Can you copy word for word the part of the article below about the Tatler portrait of Princess Kate that begins at the words "Hannah was also" and stops after the words "explained in awe."?

## Given passage
- Opening Delimiter -

Tatler magazine’s Kate Middleton cover roasted: ‘Just plain weird’

Royal fans blasted the latest portrait of Princess Kate that “looks nothing like her” and is “just plain weird”.

A controversial painting of the Princess of Wales has caused quite a stir after appearing on the front cover of Tatler magazine, reports The Sun.

Created by Hannah Uzor, the image is supposed to capture Kate’s “strength and dignity” at the King’s first state banquet held in South Africa in 2022.

It aimed to recreate an elegant vision of Kate donning a regal, caped white Jenny Packham floor-length evening dress with sparkling embellishments.

The princess stunned with her famous tiara, the Lover’s Knot, which was previously worn by Princess Diana.

Hannah was also inspired by the composure and bravery demonstrated by the royal mum-of-three in her emotional cancer diagnosis video in March.

“A moment of dealing with something difficult, speaking from the heart, having the courage to tackle it head-on,” she explained in awe.

But, the British-Zambian artist has been slated on social media as fans asked “are you kidding me?”.

“This is just plain weird, looks nothing like her,” penned one.

“What have they done to her face,” asked another.

A third agreed: “Doesn’t look like Catherine at all. If she wasn’t wearing that dress I’d have no clue as to who it’s meant to be.”

“Are you kidding me? … You must be joking,” scorned someone else.

Others slated the artwork and believed it looked “like it was created by a child”.

While someone else suggested: “She needs to make an appointment urgently with Specsavers because who in the Princess of Wales is that?”

“It’s absolutely dreadful and should never have seen the light of day, let alone appear on the cover,” agreed another.

- Closing Delimiter -

## Point localization data

- Opening Delimiter -

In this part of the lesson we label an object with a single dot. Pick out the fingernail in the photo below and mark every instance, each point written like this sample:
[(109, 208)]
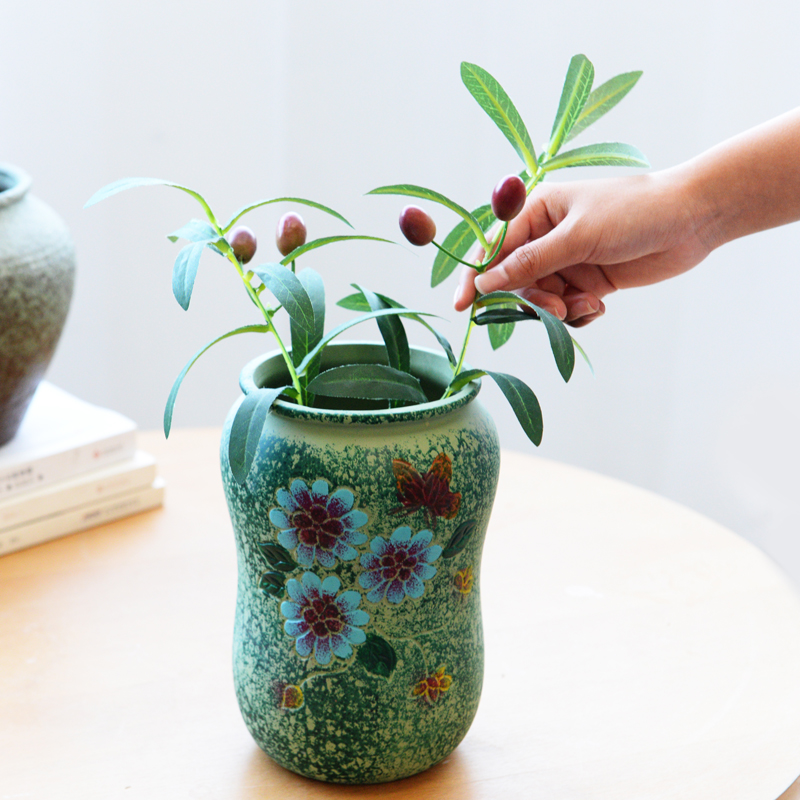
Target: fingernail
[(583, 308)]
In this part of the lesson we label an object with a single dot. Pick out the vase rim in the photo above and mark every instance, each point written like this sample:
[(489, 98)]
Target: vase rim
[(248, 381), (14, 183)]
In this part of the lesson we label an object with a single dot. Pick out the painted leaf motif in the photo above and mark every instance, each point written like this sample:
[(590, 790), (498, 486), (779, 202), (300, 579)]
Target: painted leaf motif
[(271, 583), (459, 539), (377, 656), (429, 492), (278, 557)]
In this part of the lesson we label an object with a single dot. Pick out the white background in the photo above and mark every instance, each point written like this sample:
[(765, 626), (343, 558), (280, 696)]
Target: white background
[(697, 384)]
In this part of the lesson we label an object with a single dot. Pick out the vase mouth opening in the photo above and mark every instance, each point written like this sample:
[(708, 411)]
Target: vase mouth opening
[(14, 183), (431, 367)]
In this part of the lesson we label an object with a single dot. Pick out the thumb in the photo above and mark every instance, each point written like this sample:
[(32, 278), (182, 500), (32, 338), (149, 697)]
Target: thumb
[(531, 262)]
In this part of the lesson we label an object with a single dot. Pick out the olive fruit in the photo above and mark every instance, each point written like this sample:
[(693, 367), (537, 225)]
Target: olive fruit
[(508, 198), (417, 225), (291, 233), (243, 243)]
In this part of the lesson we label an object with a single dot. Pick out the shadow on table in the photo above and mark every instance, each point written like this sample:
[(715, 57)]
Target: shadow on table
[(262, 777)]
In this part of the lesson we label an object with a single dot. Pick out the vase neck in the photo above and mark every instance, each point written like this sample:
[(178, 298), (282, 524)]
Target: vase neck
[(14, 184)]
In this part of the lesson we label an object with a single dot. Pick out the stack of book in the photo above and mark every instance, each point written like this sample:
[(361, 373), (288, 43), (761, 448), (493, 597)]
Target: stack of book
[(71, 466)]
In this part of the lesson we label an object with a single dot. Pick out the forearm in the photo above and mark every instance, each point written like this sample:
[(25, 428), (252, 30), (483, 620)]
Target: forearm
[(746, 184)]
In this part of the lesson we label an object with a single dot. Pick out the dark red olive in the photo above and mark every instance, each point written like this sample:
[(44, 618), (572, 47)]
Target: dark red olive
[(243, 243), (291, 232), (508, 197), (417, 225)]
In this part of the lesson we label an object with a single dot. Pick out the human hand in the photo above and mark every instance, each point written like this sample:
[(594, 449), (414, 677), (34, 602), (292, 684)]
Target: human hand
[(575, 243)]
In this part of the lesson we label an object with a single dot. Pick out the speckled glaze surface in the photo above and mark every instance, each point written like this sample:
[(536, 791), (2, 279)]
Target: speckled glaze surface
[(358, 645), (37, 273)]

- Closing Delimiter -

## Expected answer
Hannah was also inspired by the composure and bravery demonstrated by the royal mum-of-three in her emotional cancer diagnosis video in March.

“A moment of dealing with something difficult, speaking from the heart, having the courage to tackle it head-on,” she explained in awe.